The kiwi was trading at 94.93 Australian cents at 5pm in Wellington from 94.75 at 7:45am. It was little changed at 64.93 US cents from 64.94 and the trade-weighted index was at 71.69 points from 71.68.
In minutes explaining its June 4 decision to cut the cash rate from 1.5 percent to 1.25 percent, the RBA said the move should reduce spare capacity in the labour market, creating more jobs.
“Given the amount of spare capacity in the labour market and the economy more broadly, (board) members agreed that it was more likely than not that a further easing in monetary policy would be appropriate in the period ahead,” it said.
On the strength of that, Commonwealth Bank of Australia is now forecasting two further cuts in the cash rate this year, most likely in August and November.
Sheldon Slabbert, a dealer at CMC Markets NZ, says he agrees the RBA is likely to cut rates, but not because of what’s happening to employment.
If low rates boosted employment, the countries such as Spain and Italy, which have negative interest rates, should have booming labour markets and yet their youth unemployment rates are running above 30 percent, he says.
“The actual reason in my opinion is that there’s been a misallocation of debt to non-productive assets like property for two decades,” Slabbert says.
Australia’s once-booming housing market, particularly in Sydney and Melbourne, had been tanking, but the RBA’s rate cut and an easing in lending restrictions by the banking regulator, the Australian Prudential Regulation Authority, appear to have arrested that decline.
Markets are also expecting the Federal Reserve in the United States to take a dovish stance when it releases its latest monetary policy decision early Thursday, New Zealand time.
And New Zealand’s Reserve Bank is also expected to cut rates further after slashing its cash rate in May from 1.75 percent to 1.5 percent.
“Our growth has certainly topped out,” Slabbert says, citing last week’s PMI reading of manufacturing activity coming in at barely positive.
“Adrian Orr is a known dove and I think the data he’s looking at is softening and that’s certainly going to make him cut at least once and maybe twice” this year, he says, referring to the Reserve Bank governor.
The New Zealand dollar was trading at 51.81 British pence from 51.77, at 57.78 euro cents from 57.86, at 70.33 yen from 70.49, and at 4.4972 Chinese yuan from 4.4965.
The New Zealand two-year swap rate edged down to 1.3667 percent from 1.3722 yesterday while the 10-year swap rate eased to 1.8150 percent from 1.8300.

-*-

WRITTEN TASKS:
**1)** Echo the portion of the currency report starting at "Markets are also" and ending at "to 1.5 percent.".
**2)** Using the currency report, decide whether each statement holds: (a) The RBA cut the cash rate from 1.5 percent to 1.25 percent in its June 4 decision. (b) Commonwealth Bank of Australia forecasts three further cuts in the cash rate this year. (c) Slabbert says Spain and Italy have booming labour markets. Answer yes or no for each, quoting the words that decide it.
**3)** According to the currency report, to what level did New Zealand's Reserve Bank cut its cash rate in May?

EXTRACTED RECORDS:
-*-

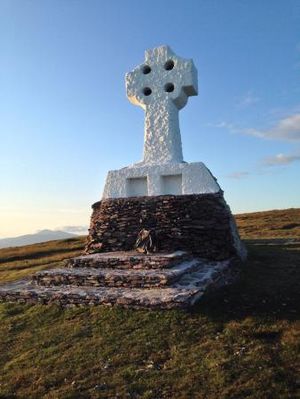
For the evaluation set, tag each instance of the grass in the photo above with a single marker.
(241, 343)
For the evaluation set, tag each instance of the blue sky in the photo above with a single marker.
(65, 119)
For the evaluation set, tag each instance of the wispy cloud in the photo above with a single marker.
(248, 99)
(238, 175)
(280, 159)
(285, 129)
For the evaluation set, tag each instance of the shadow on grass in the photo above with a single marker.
(268, 285)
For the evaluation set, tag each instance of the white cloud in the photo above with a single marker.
(238, 175)
(248, 99)
(287, 129)
(74, 229)
(281, 159)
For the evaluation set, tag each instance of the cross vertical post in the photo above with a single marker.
(161, 86)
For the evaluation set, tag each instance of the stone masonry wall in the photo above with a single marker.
(201, 224)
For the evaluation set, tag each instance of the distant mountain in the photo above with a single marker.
(41, 236)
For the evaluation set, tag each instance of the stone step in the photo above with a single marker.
(129, 260)
(136, 278)
(190, 288)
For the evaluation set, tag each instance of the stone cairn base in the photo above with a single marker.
(201, 226)
(128, 279)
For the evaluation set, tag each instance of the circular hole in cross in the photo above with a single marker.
(146, 69)
(147, 91)
(169, 65)
(169, 87)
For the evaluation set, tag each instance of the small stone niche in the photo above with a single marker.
(136, 187)
(171, 185)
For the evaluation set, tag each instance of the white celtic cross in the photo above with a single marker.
(161, 86)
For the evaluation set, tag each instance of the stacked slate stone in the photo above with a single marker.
(199, 224)
(179, 204)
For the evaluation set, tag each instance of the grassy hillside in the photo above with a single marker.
(241, 343)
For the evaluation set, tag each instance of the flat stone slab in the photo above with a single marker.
(185, 292)
(88, 276)
(129, 260)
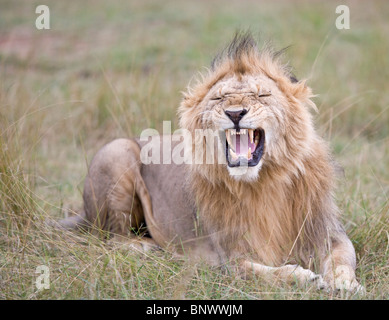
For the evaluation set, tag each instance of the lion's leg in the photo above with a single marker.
(110, 199)
(286, 273)
(339, 265)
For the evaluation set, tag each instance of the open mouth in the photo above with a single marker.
(244, 147)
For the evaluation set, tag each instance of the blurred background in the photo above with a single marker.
(109, 69)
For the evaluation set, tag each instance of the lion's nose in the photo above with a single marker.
(236, 116)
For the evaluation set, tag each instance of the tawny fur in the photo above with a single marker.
(282, 212)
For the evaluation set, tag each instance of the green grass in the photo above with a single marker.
(106, 70)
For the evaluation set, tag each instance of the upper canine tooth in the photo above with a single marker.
(251, 134)
(228, 136)
(233, 155)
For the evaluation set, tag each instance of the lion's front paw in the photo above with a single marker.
(307, 276)
(344, 280)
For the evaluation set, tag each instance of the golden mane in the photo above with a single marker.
(285, 213)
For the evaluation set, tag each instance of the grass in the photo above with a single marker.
(106, 70)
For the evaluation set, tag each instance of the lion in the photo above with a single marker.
(269, 206)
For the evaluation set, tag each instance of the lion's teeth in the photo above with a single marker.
(251, 134)
(233, 155)
(228, 136)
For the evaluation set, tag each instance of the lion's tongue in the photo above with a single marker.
(242, 145)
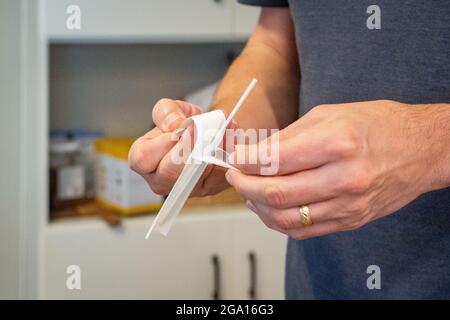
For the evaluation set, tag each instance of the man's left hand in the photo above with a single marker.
(349, 163)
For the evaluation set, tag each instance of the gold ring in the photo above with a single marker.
(305, 216)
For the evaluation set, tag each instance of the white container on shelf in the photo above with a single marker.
(117, 186)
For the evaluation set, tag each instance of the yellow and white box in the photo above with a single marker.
(117, 186)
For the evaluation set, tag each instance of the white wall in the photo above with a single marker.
(10, 129)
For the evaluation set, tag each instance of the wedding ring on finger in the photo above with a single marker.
(305, 216)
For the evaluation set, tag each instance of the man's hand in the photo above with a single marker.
(151, 154)
(350, 164)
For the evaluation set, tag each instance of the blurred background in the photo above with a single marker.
(78, 79)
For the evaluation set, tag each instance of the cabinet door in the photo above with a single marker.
(259, 260)
(120, 264)
(148, 20)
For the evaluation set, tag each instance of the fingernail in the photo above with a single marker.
(170, 119)
(177, 133)
(250, 205)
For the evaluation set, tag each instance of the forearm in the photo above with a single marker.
(436, 133)
(274, 101)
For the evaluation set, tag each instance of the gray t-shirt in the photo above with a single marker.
(342, 60)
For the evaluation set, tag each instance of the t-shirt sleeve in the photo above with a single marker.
(266, 3)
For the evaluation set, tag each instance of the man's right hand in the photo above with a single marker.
(150, 155)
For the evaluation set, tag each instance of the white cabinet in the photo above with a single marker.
(119, 263)
(149, 20)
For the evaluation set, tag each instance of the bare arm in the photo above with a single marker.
(270, 56)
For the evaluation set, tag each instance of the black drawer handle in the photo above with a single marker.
(253, 275)
(216, 275)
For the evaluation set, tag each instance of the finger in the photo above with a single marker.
(168, 114)
(287, 191)
(279, 155)
(287, 219)
(146, 152)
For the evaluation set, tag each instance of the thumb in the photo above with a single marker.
(168, 114)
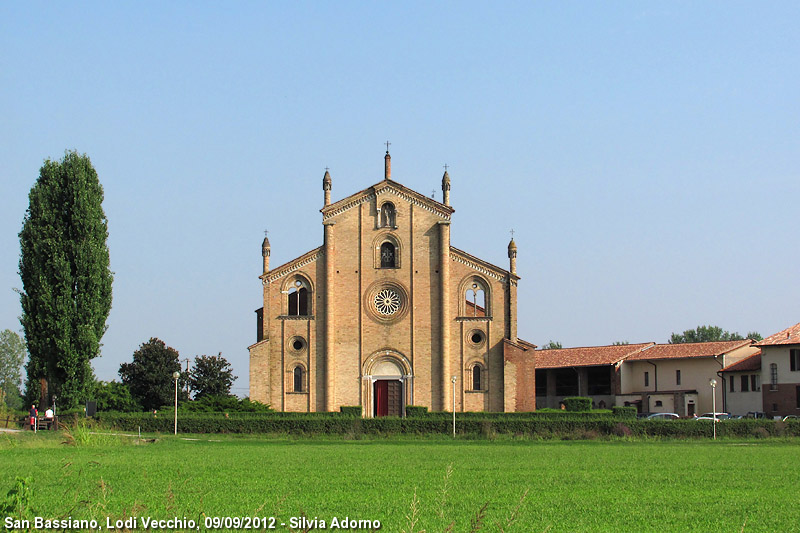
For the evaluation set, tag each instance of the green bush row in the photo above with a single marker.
(302, 424)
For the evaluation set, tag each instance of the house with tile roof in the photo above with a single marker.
(592, 371)
(780, 370)
(741, 386)
(675, 378)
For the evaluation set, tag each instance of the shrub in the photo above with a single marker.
(578, 404)
(624, 411)
(416, 410)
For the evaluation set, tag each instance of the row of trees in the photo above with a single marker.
(699, 334)
(149, 380)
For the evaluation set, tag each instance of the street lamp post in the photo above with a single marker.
(176, 375)
(713, 383)
(454, 379)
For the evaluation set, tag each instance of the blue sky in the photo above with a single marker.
(646, 154)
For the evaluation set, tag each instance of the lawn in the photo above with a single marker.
(505, 485)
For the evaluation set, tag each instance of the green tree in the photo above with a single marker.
(114, 396)
(709, 334)
(66, 281)
(12, 354)
(211, 376)
(149, 376)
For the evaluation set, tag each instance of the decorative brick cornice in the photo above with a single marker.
(473, 319)
(461, 257)
(412, 199)
(293, 266)
(383, 188)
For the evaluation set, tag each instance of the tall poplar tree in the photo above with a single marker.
(66, 280)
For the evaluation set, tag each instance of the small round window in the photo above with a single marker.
(476, 337)
(297, 344)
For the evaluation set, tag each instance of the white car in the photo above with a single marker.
(662, 416)
(710, 416)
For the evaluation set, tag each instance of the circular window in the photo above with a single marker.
(476, 337)
(387, 302)
(297, 344)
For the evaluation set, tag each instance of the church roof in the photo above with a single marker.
(293, 265)
(587, 356)
(382, 186)
(687, 350)
(790, 335)
(747, 364)
(480, 265)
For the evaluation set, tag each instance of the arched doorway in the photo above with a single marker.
(390, 382)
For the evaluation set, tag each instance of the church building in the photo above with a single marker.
(386, 313)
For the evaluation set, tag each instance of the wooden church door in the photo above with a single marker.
(388, 398)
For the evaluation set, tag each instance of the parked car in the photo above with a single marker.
(662, 416)
(710, 416)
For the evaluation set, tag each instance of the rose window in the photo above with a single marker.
(387, 302)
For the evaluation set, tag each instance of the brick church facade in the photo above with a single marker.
(386, 313)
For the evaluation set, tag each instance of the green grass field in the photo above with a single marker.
(504, 485)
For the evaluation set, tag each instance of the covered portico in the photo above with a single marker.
(387, 384)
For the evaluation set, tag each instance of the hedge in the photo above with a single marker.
(567, 427)
(624, 411)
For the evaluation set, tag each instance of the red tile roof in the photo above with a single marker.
(750, 363)
(694, 349)
(790, 335)
(588, 356)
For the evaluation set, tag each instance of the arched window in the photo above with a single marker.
(388, 255)
(388, 215)
(299, 299)
(476, 300)
(298, 379)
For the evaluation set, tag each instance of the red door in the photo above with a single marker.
(381, 398)
(388, 398)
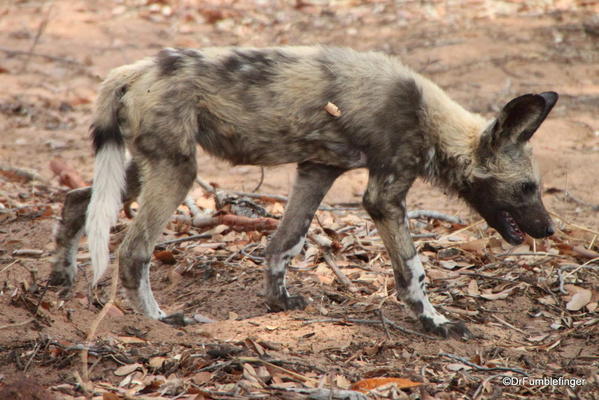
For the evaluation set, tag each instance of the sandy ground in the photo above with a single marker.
(482, 53)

-*-

EXERCISE RESPONSES:
**1)**
Markets are also expecting the Federal Reserve in the United States to take a dovish stance when it releases its latest monetary policy decision early Thursday, New Zealand time.
And New Zealand’s Reserve Bank is also expected to cut rates further after slashing its cash rate in May from 1.75 percent to 1.5 percent.

**2)**
(a) Yes: "its June 4 decision to cut the cash rate from 1.5 percent to 1.25 percent"
(b) No: "Commonwealth Bank of Australia is now forecasting two further cuts in the cash rate this year"
(c) No: "their youth unemployment rates are running above 30 percent"

**3)** It cut the cash rate to 1.5 percent, down from 1.75 percent.